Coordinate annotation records
=====
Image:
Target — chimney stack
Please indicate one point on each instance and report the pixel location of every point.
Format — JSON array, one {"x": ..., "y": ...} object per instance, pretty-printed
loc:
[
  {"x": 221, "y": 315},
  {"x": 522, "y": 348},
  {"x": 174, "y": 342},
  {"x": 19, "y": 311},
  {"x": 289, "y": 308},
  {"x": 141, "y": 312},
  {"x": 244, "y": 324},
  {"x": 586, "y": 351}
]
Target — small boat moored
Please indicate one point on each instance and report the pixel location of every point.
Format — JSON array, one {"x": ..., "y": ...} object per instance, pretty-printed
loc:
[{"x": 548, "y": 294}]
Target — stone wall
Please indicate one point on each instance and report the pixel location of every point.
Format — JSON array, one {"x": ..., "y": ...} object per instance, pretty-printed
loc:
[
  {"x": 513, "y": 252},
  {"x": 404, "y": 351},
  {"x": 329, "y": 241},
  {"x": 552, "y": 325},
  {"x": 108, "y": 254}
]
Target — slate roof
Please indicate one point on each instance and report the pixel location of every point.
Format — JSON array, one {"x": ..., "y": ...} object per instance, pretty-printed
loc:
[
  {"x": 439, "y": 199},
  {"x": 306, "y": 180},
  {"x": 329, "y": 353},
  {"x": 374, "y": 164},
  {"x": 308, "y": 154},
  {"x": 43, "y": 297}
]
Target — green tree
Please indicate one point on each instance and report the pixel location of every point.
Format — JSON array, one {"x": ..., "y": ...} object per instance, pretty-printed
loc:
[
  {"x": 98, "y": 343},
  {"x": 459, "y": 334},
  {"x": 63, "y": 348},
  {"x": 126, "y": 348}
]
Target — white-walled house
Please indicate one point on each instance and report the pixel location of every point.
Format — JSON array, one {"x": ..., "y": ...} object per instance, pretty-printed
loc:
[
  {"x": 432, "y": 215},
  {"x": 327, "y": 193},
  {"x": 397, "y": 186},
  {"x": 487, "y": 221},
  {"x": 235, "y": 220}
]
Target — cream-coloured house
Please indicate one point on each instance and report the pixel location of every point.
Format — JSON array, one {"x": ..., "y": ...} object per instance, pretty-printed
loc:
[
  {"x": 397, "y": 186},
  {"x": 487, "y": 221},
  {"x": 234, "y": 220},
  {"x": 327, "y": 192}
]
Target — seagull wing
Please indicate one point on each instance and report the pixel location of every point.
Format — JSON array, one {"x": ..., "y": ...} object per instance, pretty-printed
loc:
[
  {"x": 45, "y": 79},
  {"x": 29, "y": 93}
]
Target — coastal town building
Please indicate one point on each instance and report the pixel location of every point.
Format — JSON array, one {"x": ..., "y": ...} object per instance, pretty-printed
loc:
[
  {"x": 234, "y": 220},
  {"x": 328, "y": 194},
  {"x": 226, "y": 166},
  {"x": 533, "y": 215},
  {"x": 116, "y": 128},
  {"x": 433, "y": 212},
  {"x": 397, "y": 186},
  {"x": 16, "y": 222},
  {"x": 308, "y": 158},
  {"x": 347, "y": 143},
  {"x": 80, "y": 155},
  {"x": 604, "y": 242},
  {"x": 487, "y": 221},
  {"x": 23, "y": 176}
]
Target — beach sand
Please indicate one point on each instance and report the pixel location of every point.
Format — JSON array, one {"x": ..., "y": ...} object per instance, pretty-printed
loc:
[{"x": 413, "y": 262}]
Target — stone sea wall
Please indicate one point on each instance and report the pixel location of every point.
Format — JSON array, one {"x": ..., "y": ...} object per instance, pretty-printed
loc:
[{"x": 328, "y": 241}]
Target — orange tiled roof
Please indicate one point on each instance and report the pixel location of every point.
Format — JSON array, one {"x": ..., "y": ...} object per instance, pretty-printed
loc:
=====
**THE EXERCISE**. Reproduce every line of the records above verbatim.

**EXPECTED OUTPUT**.
Image:
Target — chimney stack
Please indicate one point on each instance and report the pixel location of every point.
Format — JSON array, one {"x": ..., "y": ...} object per instance, pretty-printed
loc:
[
  {"x": 221, "y": 315},
  {"x": 522, "y": 348},
  {"x": 174, "y": 342},
  {"x": 19, "y": 311},
  {"x": 289, "y": 308},
  {"x": 141, "y": 312},
  {"x": 244, "y": 324},
  {"x": 586, "y": 351}
]
Target — small boat moored
Please indicate one point on each instance and report the pixel location of every point.
Format — JSON array, one {"x": ..., "y": ...} object per instance, pretty-printed
loc:
[{"x": 548, "y": 294}]
Target — stone wall
Please indicate one point on each instance and report the pixel location of every point.
Format — JSON array, one {"x": ..., "y": ...} object per instance, pretty-printed
loc:
[
  {"x": 513, "y": 252},
  {"x": 404, "y": 351},
  {"x": 329, "y": 241},
  {"x": 552, "y": 325},
  {"x": 108, "y": 254}
]
Target — slate roof
Please indicate one point on each instance and report the pixel location of every point.
Format — JSON array, one {"x": ..., "y": ...} object per instance, pretty-printed
loc:
[
  {"x": 439, "y": 199},
  {"x": 306, "y": 180},
  {"x": 329, "y": 353},
  {"x": 374, "y": 164},
  {"x": 308, "y": 154},
  {"x": 43, "y": 297}
]
Target — green tree
Please indicate one point on each instance and report the pixel location of every point.
Format — JSON array, one {"x": ..., "y": ...} object per instance, pretty-printed
loc:
[
  {"x": 98, "y": 343},
  {"x": 459, "y": 334},
  {"x": 63, "y": 348},
  {"x": 126, "y": 348}
]
Target — white-walled house
Please indicate one point on each instance and report the pixel location of every point.
Format — JSON array, one {"x": ..., "y": ...} object per instance, pretty-printed
loc:
[
  {"x": 432, "y": 215},
  {"x": 327, "y": 193},
  {"x": 397, "y": 186},
  {"x": 487, "y": 221},
  {"x": 235, "y": 220}
]
Target — cream-coloured house
Please indicate one point on each instance and report the pixel location of every point.
Format — JSON array, one {"x": ..., "y": ...} object per instance, pretty-printed
loc:
[
  {"x": 397, "y": 186},
  {"x": 487, "y": 221},
  {"x": 234, "y": 220},
  {"x": 327, "y": 192}
]
Target — seagull wing
Please indicate one point on each instance and report the pixel location of every point.
Format — JSON array, one {"x": ..., "y": ...} object per instance, pretty-printed
loc:
[
  {"x": 45, "y": 79},
  {"x": 29, "y": 93}
]
Target — coastal town building
Please indicate one point on each instance and report the pixel location of every point.
Format — JSON array, one {"x": ..., "y": ...} object per instance, pretty-printed
loc:
[
  {"x": 234, "y": 220},
  {"x": 328, "y": 194},
  {"x": 226, "y": 166},
  {"x": 533, "y": 215},
  {"x": 116, "y": 128},
  {"x": 433, "y": 212},
  {"x": 397, "y": 186},
  {"x": 16, "y": 222},
  {"x": 308, "y": 158},
  {"x": 347, "y": 143},
  {"x": 80, "y": 155},
  {"x": 604, "y": 242},
  {"x": 487, "y": 221},
  {"x": 23, "y": 176}
]
Target — beach sand
Please indicate one point on each instance and report the pixel location of every point.
Format — JSON array, one {"x": ..., "y": ...} object per instance, pretty-printed
loc:
[{"x": 413, "y": 262}]
Target — stone sea wall
Please indicate one point on each instance and report the pixel location of every point.
Format — JSON array, one {"x": ..., "y": ...} object per instance, pretty-printed
loc:
[{"x": 328, "y": 241}]
Target — orange tiled roof
Please indicate one point on each instance and report the pixel location of every point.
Format — JSON array, one {"x": ..., "y": ...} object per instance, pretty-printed
loc:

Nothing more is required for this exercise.